- **YOUR GOAL**: Only the lines from the one containing "Each instance of the distant" through the last line of the data are to be written out, exactly and in full.

- **Dataset entries**:
▽
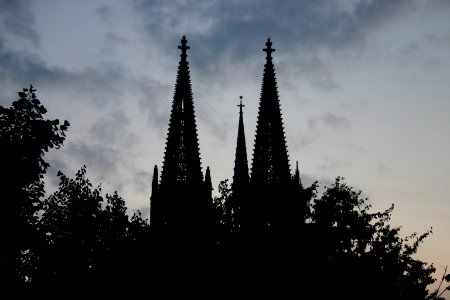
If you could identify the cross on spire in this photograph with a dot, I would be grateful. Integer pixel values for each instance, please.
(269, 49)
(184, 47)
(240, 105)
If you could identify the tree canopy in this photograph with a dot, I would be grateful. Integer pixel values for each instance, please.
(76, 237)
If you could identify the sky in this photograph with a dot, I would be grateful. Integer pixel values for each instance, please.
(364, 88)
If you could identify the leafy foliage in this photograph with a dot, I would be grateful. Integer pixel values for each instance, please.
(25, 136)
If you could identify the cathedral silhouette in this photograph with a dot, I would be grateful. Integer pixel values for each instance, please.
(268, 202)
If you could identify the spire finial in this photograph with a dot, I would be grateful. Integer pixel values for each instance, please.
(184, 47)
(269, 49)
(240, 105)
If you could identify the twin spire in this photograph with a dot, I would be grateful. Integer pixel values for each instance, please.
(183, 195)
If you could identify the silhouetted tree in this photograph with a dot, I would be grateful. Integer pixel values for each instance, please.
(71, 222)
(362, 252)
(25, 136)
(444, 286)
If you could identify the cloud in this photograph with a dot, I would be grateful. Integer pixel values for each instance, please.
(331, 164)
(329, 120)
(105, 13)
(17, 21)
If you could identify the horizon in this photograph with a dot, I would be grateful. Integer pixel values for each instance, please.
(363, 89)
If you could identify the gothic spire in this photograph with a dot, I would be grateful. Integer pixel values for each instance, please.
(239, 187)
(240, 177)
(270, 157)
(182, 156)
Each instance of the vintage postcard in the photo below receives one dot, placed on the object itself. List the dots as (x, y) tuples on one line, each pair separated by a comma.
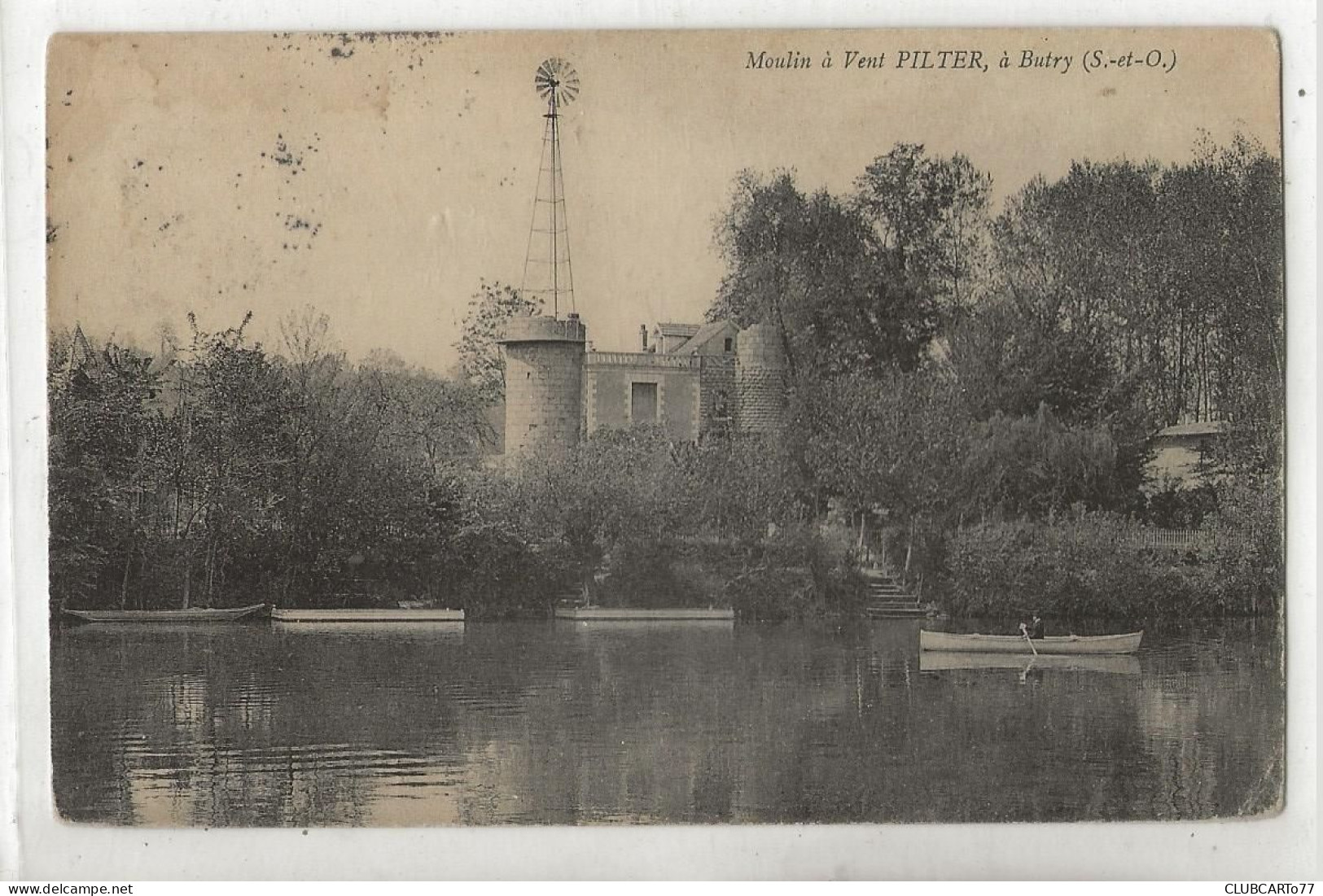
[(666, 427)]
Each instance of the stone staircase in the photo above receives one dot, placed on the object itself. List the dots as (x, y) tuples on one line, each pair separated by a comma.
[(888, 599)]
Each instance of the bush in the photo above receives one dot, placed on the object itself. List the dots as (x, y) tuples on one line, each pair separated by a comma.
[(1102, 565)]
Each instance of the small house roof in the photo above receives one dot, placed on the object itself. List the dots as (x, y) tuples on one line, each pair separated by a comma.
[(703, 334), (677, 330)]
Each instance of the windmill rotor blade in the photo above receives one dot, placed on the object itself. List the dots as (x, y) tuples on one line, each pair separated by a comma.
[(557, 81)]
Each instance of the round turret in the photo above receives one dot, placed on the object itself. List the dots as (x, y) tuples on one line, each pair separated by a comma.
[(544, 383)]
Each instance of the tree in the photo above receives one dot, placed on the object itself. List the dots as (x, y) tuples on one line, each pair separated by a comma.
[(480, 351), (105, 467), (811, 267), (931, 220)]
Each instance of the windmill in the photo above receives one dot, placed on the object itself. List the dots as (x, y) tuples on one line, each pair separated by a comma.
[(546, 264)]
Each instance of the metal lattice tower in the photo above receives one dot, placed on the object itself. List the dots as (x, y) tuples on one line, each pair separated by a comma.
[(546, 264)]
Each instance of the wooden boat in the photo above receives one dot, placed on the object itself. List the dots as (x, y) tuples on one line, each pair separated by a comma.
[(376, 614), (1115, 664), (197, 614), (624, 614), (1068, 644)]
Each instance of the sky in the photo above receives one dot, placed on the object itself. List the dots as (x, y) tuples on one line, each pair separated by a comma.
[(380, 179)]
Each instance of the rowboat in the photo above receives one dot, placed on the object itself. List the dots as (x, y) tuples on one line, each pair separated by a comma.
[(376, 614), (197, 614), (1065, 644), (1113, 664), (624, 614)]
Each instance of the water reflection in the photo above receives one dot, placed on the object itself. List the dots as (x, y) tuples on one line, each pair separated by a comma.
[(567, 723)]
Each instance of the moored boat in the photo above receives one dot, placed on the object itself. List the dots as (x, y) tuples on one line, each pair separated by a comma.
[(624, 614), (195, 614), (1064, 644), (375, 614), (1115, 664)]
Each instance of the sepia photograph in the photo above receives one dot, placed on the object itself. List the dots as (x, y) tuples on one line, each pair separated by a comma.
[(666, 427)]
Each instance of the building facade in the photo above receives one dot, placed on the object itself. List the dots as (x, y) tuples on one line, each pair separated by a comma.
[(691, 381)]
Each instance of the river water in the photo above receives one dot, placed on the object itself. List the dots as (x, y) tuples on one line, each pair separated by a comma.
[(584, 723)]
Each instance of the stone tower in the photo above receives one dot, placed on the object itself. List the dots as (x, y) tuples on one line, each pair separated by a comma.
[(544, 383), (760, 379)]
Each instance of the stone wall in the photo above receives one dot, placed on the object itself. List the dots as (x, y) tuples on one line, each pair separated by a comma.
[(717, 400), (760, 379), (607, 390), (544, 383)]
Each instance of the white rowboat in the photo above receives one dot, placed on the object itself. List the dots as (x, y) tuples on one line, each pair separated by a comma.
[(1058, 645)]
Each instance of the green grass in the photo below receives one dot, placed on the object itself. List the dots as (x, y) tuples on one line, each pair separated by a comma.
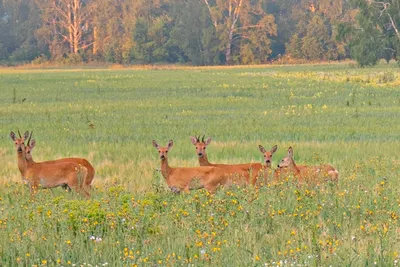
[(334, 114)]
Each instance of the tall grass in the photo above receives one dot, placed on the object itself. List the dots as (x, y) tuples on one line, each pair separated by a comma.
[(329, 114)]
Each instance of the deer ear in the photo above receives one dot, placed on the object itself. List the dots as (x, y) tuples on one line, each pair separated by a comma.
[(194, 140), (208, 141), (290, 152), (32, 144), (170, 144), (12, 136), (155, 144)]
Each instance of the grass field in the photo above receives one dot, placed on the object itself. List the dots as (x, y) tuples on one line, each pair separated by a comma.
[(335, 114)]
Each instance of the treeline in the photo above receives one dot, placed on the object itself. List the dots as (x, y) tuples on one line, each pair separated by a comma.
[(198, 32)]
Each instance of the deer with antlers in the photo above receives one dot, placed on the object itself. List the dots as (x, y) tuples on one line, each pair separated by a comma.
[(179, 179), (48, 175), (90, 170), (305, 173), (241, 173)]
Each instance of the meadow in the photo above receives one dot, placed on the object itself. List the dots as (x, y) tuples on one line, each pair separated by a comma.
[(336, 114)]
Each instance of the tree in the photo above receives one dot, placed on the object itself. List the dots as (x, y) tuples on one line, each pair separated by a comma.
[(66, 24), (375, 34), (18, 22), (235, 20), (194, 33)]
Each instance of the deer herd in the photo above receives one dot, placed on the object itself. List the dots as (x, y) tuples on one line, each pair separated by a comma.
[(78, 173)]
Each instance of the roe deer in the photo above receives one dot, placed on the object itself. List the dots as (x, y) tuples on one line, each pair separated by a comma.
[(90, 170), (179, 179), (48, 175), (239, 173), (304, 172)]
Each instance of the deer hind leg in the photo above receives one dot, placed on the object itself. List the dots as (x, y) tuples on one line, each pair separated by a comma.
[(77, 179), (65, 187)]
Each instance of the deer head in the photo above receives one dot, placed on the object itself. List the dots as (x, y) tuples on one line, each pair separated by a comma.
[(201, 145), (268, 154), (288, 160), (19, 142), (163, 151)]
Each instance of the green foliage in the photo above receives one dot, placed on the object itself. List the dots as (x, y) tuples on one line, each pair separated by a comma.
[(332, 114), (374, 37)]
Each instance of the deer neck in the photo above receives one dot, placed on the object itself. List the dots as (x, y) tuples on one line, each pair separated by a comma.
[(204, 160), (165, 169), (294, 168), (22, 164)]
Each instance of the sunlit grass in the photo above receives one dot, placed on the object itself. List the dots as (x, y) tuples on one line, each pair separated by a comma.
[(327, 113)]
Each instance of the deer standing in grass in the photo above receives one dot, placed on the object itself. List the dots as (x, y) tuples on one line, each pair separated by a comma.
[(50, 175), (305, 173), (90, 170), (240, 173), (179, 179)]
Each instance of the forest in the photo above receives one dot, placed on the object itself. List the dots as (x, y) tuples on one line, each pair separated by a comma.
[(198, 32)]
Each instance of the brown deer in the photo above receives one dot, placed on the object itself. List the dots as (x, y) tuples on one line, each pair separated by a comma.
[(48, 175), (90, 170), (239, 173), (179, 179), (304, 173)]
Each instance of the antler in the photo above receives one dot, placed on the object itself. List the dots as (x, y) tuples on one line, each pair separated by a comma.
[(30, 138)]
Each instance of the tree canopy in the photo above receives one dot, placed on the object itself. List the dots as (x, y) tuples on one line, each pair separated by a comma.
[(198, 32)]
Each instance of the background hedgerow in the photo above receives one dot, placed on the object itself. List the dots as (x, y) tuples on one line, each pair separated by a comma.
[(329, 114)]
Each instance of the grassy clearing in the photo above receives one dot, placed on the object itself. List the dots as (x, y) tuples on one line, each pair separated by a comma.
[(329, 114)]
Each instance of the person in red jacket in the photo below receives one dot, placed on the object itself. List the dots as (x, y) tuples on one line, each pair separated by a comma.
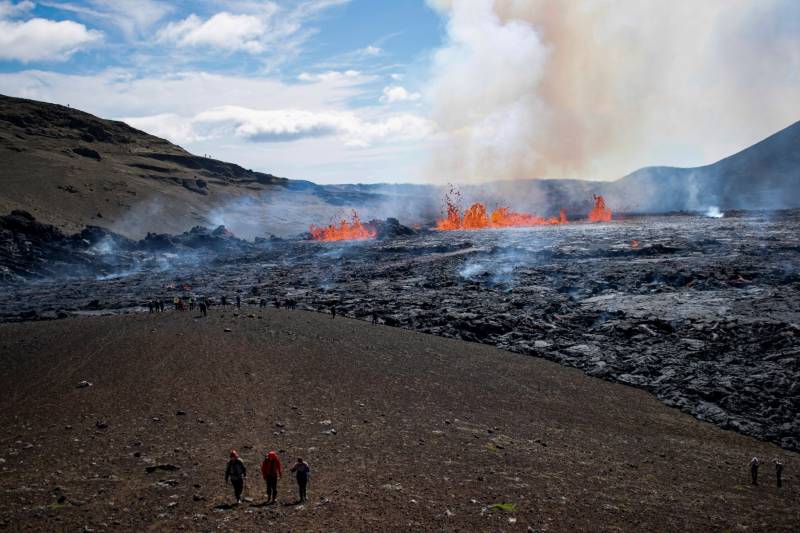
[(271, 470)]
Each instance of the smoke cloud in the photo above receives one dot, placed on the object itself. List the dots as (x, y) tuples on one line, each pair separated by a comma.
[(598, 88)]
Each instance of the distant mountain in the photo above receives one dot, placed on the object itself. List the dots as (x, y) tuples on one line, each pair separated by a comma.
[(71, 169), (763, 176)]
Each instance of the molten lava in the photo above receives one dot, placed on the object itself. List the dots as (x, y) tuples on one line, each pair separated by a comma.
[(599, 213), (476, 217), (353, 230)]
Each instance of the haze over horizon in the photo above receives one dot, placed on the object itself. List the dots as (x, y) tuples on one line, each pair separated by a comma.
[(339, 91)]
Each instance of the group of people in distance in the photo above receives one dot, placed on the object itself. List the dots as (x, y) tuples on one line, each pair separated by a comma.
△
- **EXERCISE SOLUTION**:
Each instance of the distant mountain in the photo above receives one dot, placed on the object itself. List the dots as (x, y) tuples on one line, each pair separated by a comma.
[(71, 169), (763, 176)]
Each instance of the molten lava in the photo above receives one dot, placed on the object itself. List the dots as (x, y) tuples on one line, each pair separated by a comma.
[(599, 213), (476, 217), (353, 230)]
Each instance of the haze over horizon in the photo above receives one dot, placed on the object itself. List the dots as (x, y) tuples on one line, each pair separated by a comma.
[(339, 91)]
Each instance of the group of people in distance in the photo above receives one dot, placed on the object itself. List the dots as (x, y) tuples on one line, each pair separated by a comma.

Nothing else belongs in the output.